#### Aim
Reproduce every entry below character for character, omitting the pictures from your output.

[Some entries]

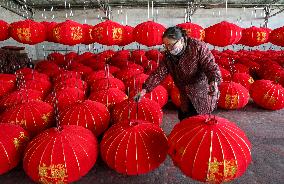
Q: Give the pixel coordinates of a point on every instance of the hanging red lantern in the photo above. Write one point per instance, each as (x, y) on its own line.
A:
(149, 33)
(28, 32)
(267, 94)
(254, 36)
(108, 97)
(68, 33)
(193, 30)
(89, 114)
(33, 116)
(145, 109)
(69, 153)
(232, 95)
(13, 141)
(134, 147)
(212, 150)
(4, 29)
(223, 34)
(108, 33)
(277, 36)
(244, 79)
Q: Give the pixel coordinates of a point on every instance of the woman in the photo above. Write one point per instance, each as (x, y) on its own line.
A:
(193, 69)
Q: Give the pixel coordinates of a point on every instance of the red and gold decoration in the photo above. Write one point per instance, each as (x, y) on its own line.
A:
(89, 114)
(108, 33)
(28, 32)
(223, 34)
(232, 95)
(134, 147)
(193, 30)
(68, 33)
(267, 94)
(149, 33)
(61, 155)
(212, 150)
(13, 141)
(33, 116)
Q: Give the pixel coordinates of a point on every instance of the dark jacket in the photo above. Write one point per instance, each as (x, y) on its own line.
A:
(191, 72)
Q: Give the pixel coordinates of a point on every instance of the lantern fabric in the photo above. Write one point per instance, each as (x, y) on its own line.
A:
(267, 94)
(277, 36)
(28, 32)
(254, 36)
(33, 116)
(193, 30)
(223, 34)
(13, 141)
(89, 114)
(134, 147)
(232, 95)
(61, 155)
(108, 33)
(149, 33)
(145, 109)
(4, 29)
(212, 150)
(68, 33)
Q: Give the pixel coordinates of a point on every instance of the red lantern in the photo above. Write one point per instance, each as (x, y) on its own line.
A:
(232, 95)
(149, 33)
(244, 79)
(4, 29)
(267, 94)
(254, 36)
(33, 116)
(68, 33)
(212, 150)
(108, 33)
(13, 140)
(20, 96)
(277, 36)
(134, 147)
(193, 30)
(68, 153)
(28, 32)
(145, 109)
(108, 97)
(65, 97)
(223, 34)
(107, 83)
(89, 114)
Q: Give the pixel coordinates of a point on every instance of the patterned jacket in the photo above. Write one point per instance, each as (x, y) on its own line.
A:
(191, 72)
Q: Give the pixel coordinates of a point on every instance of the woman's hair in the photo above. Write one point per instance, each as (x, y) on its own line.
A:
(175, 33)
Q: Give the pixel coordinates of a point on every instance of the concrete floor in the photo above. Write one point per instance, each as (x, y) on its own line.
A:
(265, 130)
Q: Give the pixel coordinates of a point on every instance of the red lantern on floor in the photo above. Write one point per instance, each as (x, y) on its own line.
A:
(223, 34)
(89, 114)
(134, 147)
(13, 141)
(149, 33)
(68, 33)
(254, 36)
(33, 116)
(267, 94)
(232, 95)
(4, 29)
(145, 109)
(68, 153)
(277, 36)
(193, 30)
(28, 32)
(108, 33)
(212, 150)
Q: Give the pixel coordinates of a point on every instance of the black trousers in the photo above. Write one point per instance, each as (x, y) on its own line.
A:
(191, 112)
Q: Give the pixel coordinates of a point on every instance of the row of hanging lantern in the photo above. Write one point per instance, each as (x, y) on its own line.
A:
(147, 33)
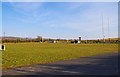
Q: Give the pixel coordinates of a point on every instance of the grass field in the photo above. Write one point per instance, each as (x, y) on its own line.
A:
(22, 54)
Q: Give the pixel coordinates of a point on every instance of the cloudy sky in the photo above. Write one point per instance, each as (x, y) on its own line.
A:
(60, 19)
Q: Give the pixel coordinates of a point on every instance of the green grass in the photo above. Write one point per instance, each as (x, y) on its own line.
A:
(22, 54)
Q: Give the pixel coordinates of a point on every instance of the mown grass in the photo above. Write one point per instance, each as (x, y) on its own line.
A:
(22, 54)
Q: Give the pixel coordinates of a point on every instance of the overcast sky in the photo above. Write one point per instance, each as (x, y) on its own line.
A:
(60, 19)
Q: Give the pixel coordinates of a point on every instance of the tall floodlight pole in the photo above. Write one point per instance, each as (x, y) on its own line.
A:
(108, 30)
(103, 30)
(4, 36)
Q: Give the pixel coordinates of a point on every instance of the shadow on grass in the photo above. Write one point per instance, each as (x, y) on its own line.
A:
(105, 65)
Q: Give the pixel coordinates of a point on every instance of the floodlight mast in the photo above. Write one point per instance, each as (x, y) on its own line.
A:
(108, 30)
(103, 30)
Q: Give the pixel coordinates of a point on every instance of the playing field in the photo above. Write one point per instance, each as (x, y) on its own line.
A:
(21, 54)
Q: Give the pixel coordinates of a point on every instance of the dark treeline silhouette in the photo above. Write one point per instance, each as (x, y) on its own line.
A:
(49, 40)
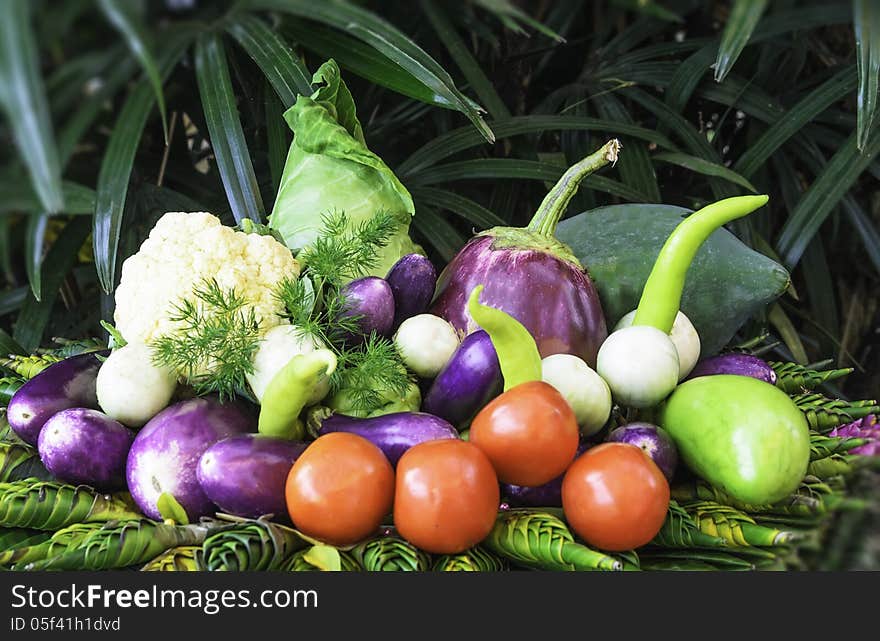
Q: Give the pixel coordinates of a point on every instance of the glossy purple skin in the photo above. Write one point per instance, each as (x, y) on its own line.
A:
(165, 454)
(393, 433)
(62, 385)
(555, 300)
(371, 299)
(245, 475)
(653, 440)
(547, 495)
(470, 379)
(412, 280)
(84, 446)
(737, 364)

#### Worked answer
Q: Give the pixel coordinates of a point on every instance of the hanging red lantern in the photo above. Write one point per instance, each as (x, y) on its own line.
A:
(149, 33)
(28, 32)
(267, 94)
(254, 36)
(108, 97)
(68, 33)
(193, 30)
(89, 114)
(33, 116)
(145, 109)
(69, 153)
(232, 95)
(13, 141)
(134, 147)
(212, 150)
(4, 29)
(223, 34)
(108, 33)
(277, 36)
(244, 79)
Q: Give the pixel coordinates of a point on every instance of the woman in the photo above. Write one point per instance, each as (x, y) on its own line.
A:
(193, 69)
Q: Give the pixel coordinates of a point on every instance of the red and gold decoration in the photo above. Write one point per instance, each as (x, y) on its own line.
A:
(89, 114)
(108, 33)
(28, 32)
(223, 34)
(232, 95)
(134, 147)
(193, 30)
(68, 33)
(267, 94)
(149, 33)
(61, 155)
(212, 150)
(13, 141)
(33, 116)
Q: Give the pixel coordinates of a point on every instance of the dark jacket in the photo above. Write one point per instance, each as (x, y) on its own line.
A:
(191, 72)
Q: Give the pixel coordinates of a point on every instance of the lantern fabric in the photo above. Write one point per instance, each as (x, y) on its own line.
A:
(267, 94)
(277, 36)
(28, 32)
(254, 36)
(33, 116)
(193, 30)
(223, 34)
(13, 141)
(89, 114)
(134, 147)
(232, 95)
(61, 155)
(108, 33)
(149, 33)
(145, 109)
(4, 29)
(212, 150)
(68, 33)
Q: Give the pixel coordinates of a point on every instance of the red lantern in the photo above. Write one point per instance, each as (x, y) on its own line.
A:
(232, 95)
(149, 33)
(244, 79)
(4, 29)
(267, 94)
(254, 36)
(33, 116)
(68, 33)
(212, 150)
(108, 33)
(13, 140)
(20, 96)
(277, 36)
(134, 147)
(193, 30)
(68, 153)
(28, 32)
(145, 109)
(108, 97)
(65, 97)
(223, 34)
(107, 83)
(89, 114)
Q: Give the pixel coordinates of a point on every instance of the patterned jacket in the photo above. Write one point per instance, each as (x, y) on its own line.
A:
(191, 72)
Q: Give the pixel coordinates of a point on every instance of the woman's hair in the photo above. Write one point per instance, each as (x, y) on its own line.
A:
(175, 33)
Q: Give the pixel coordinates of a point on every instance of the concrete floor in the photo above. Write one point per instance, each as (x, y) on its own line.
A:
(265, 130)
Q: Give the pixel coordinates of a point on every instance of the red lantern on floor in the photo above. Write one point per instance, each as (x, y) on its own line.
A:
(223, 34)
(89, 114)
(134, 147)
(13, 141)
(149, 33)
(68, 33)
(254, 36)
(33, 116)
(267, 94)
(232, 95)
(4, 29)
(145, 109)
(68, 153)
(277, 36)
(193, 30)
(28, 32)
(108, 33)
(212, 150)
Q: Give the pixel coordinates of a point on every instance of the black trousers in the photo above. Write one point per instance, each as (x, y) on its own line.
A:
(191, 112)
Q: Give the pixel coordinates of a point on every instance of the row of hanging lantern in the photo above. Write one point per instance, each as (x, y) on its own line.
A:
(147, 33)
Q: Give the pixel coordinates of a point on every instance of the grass field in the photo above. Write one point per instance, each as (x, y) on its own line.
A:
(22, 54)
Q: Give the pixel coordinates of a point on every instance of the cloudy sky in the photo above. Write one point per instance, each as (x, y) on its own line.
A:
(60, 19)
Q: Give the pixel coordinates of a point on every instance of the green grass in the photo above. Write one point per instance, each as (x, y) on its own line.
A:
(22, 54)
Q: Give the pixel coordinates of a point on every instance of the mown grass in the photo above. Write one point per instance, each as (x, y) on its own line.
A:
(22, 54)
Q: Give the pixel coordinates of a point on every instance of the overcast sky in the photo above. Write one point per instance, each as (x, y) on its own line.
A:
(60, 19)
Q: Give the pixel coordinates of a point on every instance of the tall floodlight pole in the photo above. Write one point per instance, each as (x, y) on its own line.
A:
(108, 30)
(103, 30)
(4, 36)
Q: Give the pixel coordinates of a point on every instance of the shadow on grass in the photo above. Write one point per instance, each as (x, y) on its own line.
A:
(105, 65)
Q: Give the pixel coordinates of a point on every instance of the floodlight mast in the photo above. Write one point per instance, each as (x, y) on its own line.
A:
(108, 30)
(103, 30)
Q: Give the pixel coordinates of a point on every instance of the playing field in the photo above. Write one point per instance, each as (x, y) on its own line.
A:
(21, 54)
Q: Give the pixel coordinates of a point on every instance of the dark treeline silhouette in the photo above. Write one point per instance, each as (x, y) on its own line.
A:
(49, 40)
Q: Give the pixel coordinates of a point on every instance of the glossy purple skin in the photo above. Write one point per instance, each as (x, y) on its own line.
A:
(165, 454)
(393, 433)
(62, 385)
(555, 300)
(371, 299)
(245, 475)
(653, 440)
(547, 495)
(470, 379)
(412, 280)
(84, 446)
(737, 364)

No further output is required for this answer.